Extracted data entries
= = = = =
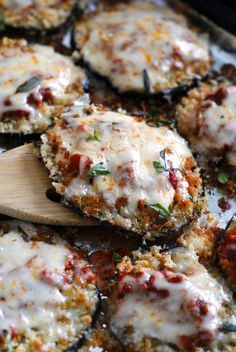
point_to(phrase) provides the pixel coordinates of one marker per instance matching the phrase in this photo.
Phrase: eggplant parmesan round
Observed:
(47, 291)
(169, 302)
(35, 84)
(142, 47)
(117, 168)
(207, 117)
(36, 14)
(227, 253)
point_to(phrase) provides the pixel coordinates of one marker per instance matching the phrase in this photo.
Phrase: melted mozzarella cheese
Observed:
(171, 316)
(18, 64)
(127, 148)
(34, 293)
(123, 42)
(36, 14)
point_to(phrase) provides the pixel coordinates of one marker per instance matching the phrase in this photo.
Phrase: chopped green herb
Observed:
(222, 177)
(146, 81)
(94, 137)
(2, 21)
(158, 166)
(30, 84)
(8, 342)
(116, 257)
(161, 210)
(228, 327)
(98, 169)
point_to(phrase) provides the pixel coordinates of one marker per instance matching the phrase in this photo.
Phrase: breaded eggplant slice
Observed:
(142, 47)
(117, 168)
(169, 302)
(207, 117)
(227, 253)
(35, 84)
(201, 236)
(36, 15)
(47, 290)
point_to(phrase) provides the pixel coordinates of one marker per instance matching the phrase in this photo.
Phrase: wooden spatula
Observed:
(23, 185)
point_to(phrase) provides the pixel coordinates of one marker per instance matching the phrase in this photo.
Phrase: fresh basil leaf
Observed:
(163, 154)
(158, 166)
(30, 84)
(222, 177)
(146, 81)
(116, 257)
(228, 327)
(161, 210)
(98, 169)
(94, 137)
(2, 21)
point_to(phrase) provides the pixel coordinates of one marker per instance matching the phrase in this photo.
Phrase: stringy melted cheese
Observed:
(18, 64)
(167, 318)
(36, 14)
(127, 148)
(127, 39)
(219, 124)
(34, 295)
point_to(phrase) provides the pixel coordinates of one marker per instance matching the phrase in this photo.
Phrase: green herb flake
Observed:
(116, 257)
(222, 177)
(98, 169)
(146, 81)
(94, 137)
(161, 210)
(30, 84)
(158, 166)
(2, 21)
(228, 327)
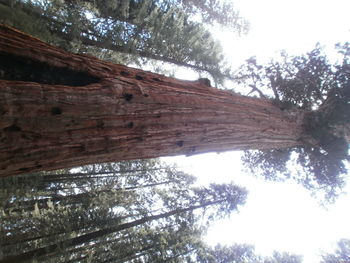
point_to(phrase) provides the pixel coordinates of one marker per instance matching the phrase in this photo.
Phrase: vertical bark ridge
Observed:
(126, 114)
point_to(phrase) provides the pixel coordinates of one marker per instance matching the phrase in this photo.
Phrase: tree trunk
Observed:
= = = = =
**STATED GOAL**
From the material above, copy everything exactly but the pictures.

**COMPLETE OUTPUT**
point_to(phrase) provides the pixel coordinates of one marker per instance matching the phrase in this photo.
Phrase: eggplant parmesan round
Observed:
(47, 291)
(169, 302)
(35, 84)
(142, 47)
(117, 168)
(207, 117)
(36, 14)
(227, 253)
point_to(phrase) provides the pixel coordinates of one marker per instance matching the phrase in this photo.
Phrase: melted mozzarella cheese
Observed:
(171, 316)
(18, 64)
(127, 148)
(34, 293)
(123, 42)
(36, 14)
point_to(phrase) provides the pixel coordinates of one marker per instance matching the phrase in this photo.
Phrase: chopped green herb
Observed:
(222, 177)
(146, 81)
(94, 137)
(2, 21)
(158, 166)
(30, 84)
(8, 342)
(116, 257)
(161, 210)
(228, 327)
(98, 169)
point_to(phrase) provides the pixel coordinates of one marker per instance matching the phrase in this photo.
Phrase: breaded eggplant slice
Observed:
(142, 47)
(117, 168)
(169, 302)
(207, 117)
(227, 253)
(35, 84)
(201, 236)
(36, 15)
(47, 290)
point_to(phrase) provides the pixel coordinates of one marker per instance matching the phrase in this photo.
Phrase: wooden spatula
Observed:
(23, 185)
point_to(phrase) provides the pixel coordinates of one marker per instance matching the phrase in this photo.
Phrase: fresh basil leaf
Observed:
(163, 154)
(158, 166)
(30, 84)
(222, 177)
(146, 81)
(116, 257)
(228, 327)
(161, 210)
(98, 169)
(94, 137)
(2, 21)
point_to(phrase) provides the pixel coordinates of one marker per instance matching the phrase in this photo.
Phrase: stringy melted cheese
Observed:
(18, 64)
(167, 318)
(36, 14)
(127, 148)
(127, 39)
(219, 124)
(34, 295)
point_to(phrase) provides the pixel coordinates of one marker per instance matching the phrase in this photo.
Phrase: green herb flake
Observed:
(116, 257)
(222, 177)
(98, 169)
(146, 81)
(94, 137)
(161, 210)
(30, 84)
(158, 166)
(2, 21)
(228, 327)
point_to(phrase) provides the pixel coordinates of one marker per instance matching the phrase in this photo.
Phrase: vertical bark ridge
Observed:
(126, 114)
point_to(phrase) provides the pixel coordinates of one marker per instance matching the phrase in this photo.
Phrase: tree trunk
Observed:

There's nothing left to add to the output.